OBJECTIVE: Please count the lines in the records below that contain the string "tile", treating uppercase and lowercase letters as different. Reply with the number only.

Excerpts from location labeling data:
______________________________
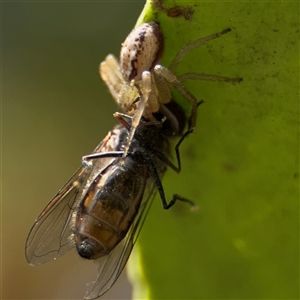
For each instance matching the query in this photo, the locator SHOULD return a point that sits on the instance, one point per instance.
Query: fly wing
(51, 235)
(111, 265)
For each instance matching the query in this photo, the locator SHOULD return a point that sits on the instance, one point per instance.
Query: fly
(101, 209)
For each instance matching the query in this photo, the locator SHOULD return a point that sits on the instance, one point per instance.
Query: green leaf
(241, 166)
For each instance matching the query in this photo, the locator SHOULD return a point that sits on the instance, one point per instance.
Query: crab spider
(141, 86)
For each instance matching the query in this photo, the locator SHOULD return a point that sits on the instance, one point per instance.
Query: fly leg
(188, 132)
(160, 188)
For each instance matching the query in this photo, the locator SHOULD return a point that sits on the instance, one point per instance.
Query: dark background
(55, 109)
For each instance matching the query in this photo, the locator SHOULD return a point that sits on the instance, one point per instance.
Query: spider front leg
(170, 77)
(144, 92)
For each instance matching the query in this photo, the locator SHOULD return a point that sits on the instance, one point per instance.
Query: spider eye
(141, 51)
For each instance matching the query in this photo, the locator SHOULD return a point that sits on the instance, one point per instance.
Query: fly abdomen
(108, 209)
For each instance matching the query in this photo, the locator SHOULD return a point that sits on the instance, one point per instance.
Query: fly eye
(87, 248)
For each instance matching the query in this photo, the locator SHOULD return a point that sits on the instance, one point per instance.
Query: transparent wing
(51, 235)
(111, 265)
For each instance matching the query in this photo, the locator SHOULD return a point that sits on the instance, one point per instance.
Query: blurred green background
(55, 109)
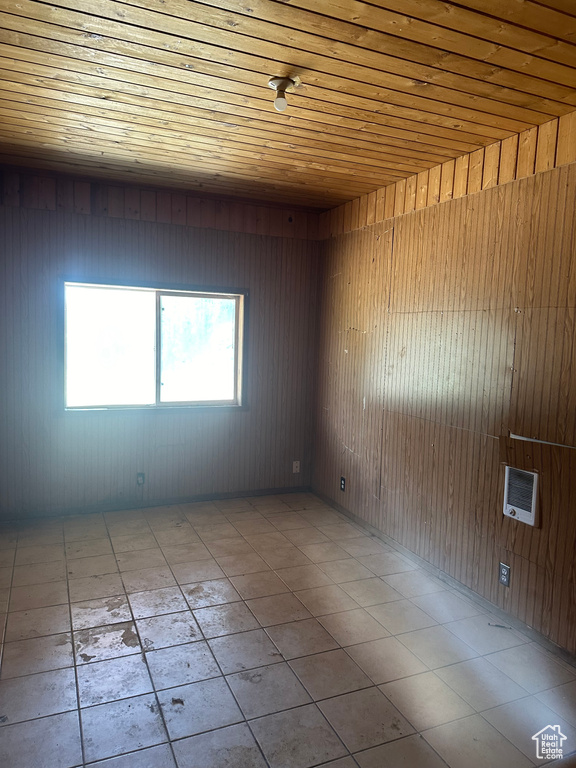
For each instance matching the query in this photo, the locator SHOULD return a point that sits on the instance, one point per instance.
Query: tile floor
(255, 632)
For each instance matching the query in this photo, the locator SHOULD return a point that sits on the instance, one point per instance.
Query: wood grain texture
(470, 335)
(52, 461)
(32, 189)
(176, 95)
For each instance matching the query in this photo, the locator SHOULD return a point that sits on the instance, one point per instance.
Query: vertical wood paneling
(51, 461)
(476, 324)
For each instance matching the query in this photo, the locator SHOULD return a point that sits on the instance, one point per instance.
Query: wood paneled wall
(441, 331)
(44, 191)
(538, 149)
(52, 461)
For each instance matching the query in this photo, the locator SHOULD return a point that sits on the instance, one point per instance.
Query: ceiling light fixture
(281, 85)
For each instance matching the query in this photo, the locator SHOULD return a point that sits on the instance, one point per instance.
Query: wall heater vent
(520, 495)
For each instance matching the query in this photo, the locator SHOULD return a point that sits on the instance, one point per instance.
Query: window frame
(240, 297)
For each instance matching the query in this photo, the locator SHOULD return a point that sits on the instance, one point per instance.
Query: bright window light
(146, 347)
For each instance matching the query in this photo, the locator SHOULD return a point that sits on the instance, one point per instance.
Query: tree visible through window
(132, 346)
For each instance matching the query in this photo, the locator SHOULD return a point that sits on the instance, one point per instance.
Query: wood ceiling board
(388, 90)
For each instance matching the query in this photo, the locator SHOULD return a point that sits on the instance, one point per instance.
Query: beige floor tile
(37, 622)
(46, 693)
(44, 553)
(206, 593)
(157, 602)
(254, 526)
(90, 548)
(214, 532)
(106, 642)
(182, 664)
(41, 654)
(230, 747)
(351, 627)
(341, 531)
(414, 583)
(92, 566)
(200, 570)
(128, 527)
(291, 523)
(238, 565)
(226, 619)
(446, 606)
(328, 599)
(38, 596)
(401, 616)
(485, 633)
(139, 559)
(532, 668)
(122, 726)
(385, 660)
(39, 573)
(170, 629)
(113, 679)
(266, 690)
(228, 547)
(96, 613)
(245, 650)
(436, 646)
(322, 553)
(94, 587)
(304, 577)
(152, 757)
(50, 741)
(148, 578)
(133, 543)
(285, 557)
(371, 591)
(329, 674)
(562, 700)
(197, 707)
(186, 553)
(301, 638)
(387, 563)
(426, 700)
(481, 684)
(278, 609)
(303, 536)
(363, 546)
(411, 752)
(364, 719)
(266, 541)
(518, 721)
(183, 534)
(297, 738)
(345, 570)
(474, 743)
(262, 584)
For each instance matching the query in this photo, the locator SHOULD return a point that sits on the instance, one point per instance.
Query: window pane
(198, 340)
(110, 346)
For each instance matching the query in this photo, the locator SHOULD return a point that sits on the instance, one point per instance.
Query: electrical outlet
(504, 577)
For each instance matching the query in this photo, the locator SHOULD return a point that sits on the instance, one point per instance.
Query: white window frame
(240, 299)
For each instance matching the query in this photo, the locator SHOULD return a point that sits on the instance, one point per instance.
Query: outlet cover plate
(504, 577)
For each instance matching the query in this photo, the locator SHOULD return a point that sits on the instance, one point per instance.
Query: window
(149, 347)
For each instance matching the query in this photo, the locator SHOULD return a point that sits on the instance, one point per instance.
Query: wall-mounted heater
(520, 491)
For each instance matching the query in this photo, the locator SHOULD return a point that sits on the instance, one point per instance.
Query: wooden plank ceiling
(174, 92)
______________________________
SOLUTION FOR THIS PROBLEM: 2